◆ **Your tasks**
1 > Reproduce the Chi Wave post word for word, from "I was strolling" up to and including "a Chi Wave.".
2 > List each line of the entries below that contains the string "positive".

◆ **Passage to read**

Archive for the ‘Pandas’ Category

Update: Fortunately for the spell, but unfortunately for the fun you could have with it, the issue with Chi Wave seems to have been fixed in a recent Beta build. Additionally, Jasmine Force Tea, an ability that could supply you with Chi for a small mana cost (read: eternally if out of combat), is gone, which slows down Chi generation outside of combat dramatically.

I was strolling around in Ashenvale on my Mistweaver monk today — just a normal day in the life of a cuddly, questing bear — when suddenly …

In order to get rid of my Chi, I decided to cast a Chi Wave.

As some might already know, Chi Wave is an instant cast that you can cast on either friend or enemy and that will bounce up to four times, always from friend to enemy or the other way around (creating either three heals and two damage ticks or three damage ticks and two heals). So, imagine my surprise when …

And go to Orgrimmar, I did.

And this is when it hit me … If all of this worked, maybe I could even … ?

◆ **Recorded information**
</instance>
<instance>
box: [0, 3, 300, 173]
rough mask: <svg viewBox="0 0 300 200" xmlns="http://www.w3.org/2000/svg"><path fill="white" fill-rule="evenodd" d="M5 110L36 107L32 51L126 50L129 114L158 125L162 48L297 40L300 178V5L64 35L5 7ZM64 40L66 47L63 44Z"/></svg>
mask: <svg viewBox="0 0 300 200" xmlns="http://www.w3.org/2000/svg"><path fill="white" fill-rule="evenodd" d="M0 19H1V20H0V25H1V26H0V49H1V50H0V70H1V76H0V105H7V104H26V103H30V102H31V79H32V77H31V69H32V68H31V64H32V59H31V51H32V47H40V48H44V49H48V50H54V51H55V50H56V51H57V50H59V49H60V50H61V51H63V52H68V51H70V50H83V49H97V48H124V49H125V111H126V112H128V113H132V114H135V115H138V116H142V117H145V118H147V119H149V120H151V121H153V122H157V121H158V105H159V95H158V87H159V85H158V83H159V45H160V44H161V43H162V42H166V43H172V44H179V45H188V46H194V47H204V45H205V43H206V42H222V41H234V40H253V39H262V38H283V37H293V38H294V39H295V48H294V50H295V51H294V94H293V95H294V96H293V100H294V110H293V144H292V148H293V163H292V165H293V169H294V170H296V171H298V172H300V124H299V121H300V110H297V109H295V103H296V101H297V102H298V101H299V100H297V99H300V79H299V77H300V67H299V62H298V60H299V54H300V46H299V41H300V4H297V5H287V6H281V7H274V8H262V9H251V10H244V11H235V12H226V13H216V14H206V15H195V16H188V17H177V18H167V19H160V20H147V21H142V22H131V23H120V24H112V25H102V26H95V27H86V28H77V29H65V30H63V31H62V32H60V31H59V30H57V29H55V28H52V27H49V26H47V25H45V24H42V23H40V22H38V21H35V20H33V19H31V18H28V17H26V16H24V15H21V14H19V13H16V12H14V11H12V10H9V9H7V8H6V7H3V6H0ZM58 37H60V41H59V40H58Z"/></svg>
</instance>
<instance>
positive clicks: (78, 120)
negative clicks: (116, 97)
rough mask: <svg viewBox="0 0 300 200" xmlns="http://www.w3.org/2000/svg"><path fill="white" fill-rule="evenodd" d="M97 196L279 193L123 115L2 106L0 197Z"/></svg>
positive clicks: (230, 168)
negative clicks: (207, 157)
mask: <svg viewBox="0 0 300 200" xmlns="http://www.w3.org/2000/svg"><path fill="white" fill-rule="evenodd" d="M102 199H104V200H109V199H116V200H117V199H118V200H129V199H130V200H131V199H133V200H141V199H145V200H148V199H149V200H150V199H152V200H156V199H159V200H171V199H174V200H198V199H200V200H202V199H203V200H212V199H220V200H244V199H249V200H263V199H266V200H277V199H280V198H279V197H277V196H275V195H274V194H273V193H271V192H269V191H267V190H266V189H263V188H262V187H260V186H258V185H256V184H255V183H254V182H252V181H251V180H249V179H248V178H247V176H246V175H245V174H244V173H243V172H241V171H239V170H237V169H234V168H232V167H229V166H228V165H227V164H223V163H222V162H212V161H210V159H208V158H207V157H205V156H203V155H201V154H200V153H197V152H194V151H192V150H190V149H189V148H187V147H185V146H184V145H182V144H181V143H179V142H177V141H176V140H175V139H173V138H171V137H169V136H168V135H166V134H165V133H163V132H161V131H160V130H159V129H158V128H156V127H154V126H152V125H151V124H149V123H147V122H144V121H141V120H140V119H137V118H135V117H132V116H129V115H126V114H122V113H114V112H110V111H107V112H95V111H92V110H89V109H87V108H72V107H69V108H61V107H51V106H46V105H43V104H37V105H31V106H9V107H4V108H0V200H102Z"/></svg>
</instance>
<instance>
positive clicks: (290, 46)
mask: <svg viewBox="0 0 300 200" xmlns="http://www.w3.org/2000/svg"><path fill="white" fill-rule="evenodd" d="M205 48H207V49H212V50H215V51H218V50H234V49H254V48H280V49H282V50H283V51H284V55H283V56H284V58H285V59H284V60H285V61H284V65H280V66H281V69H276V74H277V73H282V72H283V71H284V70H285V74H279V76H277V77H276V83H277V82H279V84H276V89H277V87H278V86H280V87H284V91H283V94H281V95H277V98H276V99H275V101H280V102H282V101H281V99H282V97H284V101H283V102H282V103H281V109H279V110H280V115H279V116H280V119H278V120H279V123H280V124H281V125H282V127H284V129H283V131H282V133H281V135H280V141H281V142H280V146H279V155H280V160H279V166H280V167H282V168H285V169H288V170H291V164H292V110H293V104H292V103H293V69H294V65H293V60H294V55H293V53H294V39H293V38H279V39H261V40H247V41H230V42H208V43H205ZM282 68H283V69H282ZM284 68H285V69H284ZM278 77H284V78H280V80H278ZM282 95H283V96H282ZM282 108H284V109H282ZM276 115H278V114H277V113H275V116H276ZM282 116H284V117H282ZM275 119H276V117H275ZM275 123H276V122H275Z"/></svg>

--

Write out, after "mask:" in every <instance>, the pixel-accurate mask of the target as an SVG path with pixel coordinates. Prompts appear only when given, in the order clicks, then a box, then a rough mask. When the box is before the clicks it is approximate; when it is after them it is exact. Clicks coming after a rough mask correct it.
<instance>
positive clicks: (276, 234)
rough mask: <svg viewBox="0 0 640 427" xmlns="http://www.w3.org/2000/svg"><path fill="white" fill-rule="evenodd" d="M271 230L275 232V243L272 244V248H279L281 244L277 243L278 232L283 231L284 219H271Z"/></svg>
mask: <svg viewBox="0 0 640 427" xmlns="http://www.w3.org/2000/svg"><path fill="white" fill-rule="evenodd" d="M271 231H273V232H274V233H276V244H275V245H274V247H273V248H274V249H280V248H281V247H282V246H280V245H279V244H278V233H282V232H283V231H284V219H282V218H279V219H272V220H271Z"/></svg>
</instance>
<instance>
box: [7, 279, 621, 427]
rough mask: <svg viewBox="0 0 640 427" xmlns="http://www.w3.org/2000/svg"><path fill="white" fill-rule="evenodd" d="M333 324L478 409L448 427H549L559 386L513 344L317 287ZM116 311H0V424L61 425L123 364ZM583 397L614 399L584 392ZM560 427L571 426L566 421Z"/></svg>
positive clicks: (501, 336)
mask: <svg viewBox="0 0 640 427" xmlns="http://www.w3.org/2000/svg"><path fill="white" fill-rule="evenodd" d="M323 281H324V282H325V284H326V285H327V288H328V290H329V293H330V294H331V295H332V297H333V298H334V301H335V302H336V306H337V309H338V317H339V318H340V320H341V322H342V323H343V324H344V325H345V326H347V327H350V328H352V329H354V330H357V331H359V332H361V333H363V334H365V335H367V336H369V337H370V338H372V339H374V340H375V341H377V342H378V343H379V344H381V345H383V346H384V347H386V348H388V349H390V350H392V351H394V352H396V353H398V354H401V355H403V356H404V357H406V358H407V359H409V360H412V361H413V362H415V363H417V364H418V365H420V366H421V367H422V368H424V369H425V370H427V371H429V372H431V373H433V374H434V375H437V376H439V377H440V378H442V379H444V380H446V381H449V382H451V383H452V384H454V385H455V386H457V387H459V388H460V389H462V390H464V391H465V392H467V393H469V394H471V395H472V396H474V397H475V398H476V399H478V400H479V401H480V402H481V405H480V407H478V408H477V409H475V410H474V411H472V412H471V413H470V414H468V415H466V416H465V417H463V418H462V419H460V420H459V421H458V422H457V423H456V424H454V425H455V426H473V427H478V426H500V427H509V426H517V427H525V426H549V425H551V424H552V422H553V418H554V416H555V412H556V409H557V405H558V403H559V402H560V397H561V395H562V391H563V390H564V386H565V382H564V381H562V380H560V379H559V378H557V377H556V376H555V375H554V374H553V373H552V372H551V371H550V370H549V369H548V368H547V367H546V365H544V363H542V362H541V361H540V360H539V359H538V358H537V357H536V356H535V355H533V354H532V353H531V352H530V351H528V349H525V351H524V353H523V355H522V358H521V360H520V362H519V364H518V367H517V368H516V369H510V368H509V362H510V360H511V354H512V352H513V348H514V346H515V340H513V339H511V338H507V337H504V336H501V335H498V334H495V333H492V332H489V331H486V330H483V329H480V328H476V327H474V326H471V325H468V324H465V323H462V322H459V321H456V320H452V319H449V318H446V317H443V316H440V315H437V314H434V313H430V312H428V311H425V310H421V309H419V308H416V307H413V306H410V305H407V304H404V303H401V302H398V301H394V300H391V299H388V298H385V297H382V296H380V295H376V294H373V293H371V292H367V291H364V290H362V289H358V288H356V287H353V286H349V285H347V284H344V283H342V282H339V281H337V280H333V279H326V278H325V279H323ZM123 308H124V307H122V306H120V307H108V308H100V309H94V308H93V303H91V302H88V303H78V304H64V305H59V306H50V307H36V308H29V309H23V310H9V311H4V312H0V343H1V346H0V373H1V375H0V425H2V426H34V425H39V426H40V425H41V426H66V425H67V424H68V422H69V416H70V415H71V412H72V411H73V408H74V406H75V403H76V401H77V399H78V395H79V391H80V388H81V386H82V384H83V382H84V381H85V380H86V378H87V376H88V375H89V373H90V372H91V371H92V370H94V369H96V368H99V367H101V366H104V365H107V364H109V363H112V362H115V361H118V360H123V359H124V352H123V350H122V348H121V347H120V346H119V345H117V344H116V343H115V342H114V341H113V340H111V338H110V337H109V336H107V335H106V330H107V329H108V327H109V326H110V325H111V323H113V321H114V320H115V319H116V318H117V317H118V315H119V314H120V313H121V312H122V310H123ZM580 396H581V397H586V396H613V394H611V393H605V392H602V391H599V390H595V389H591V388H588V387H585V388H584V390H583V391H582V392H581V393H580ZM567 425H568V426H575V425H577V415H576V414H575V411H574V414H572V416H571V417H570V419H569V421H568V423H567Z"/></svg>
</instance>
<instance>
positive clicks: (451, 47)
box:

==

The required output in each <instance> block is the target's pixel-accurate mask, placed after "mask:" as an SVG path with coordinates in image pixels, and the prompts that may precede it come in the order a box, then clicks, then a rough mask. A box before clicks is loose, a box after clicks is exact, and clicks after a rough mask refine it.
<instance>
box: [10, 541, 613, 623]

◆ **Your responses**
1 >
I was strolling around in Ashenvale on my Mistweaver monk today — just a normal day in the life of a cuddly, questing bear — when suddenly …

In order to get rid of my Chi, I decided to cast a Chi Wave.

2 >
positive clicks: (78, 120)
positive clicks: (230, 168)
positive clicks: (290, 46)
positive clicks: (276, 234)
positive clicks: (501, 336)
positive clicks: (451, 47)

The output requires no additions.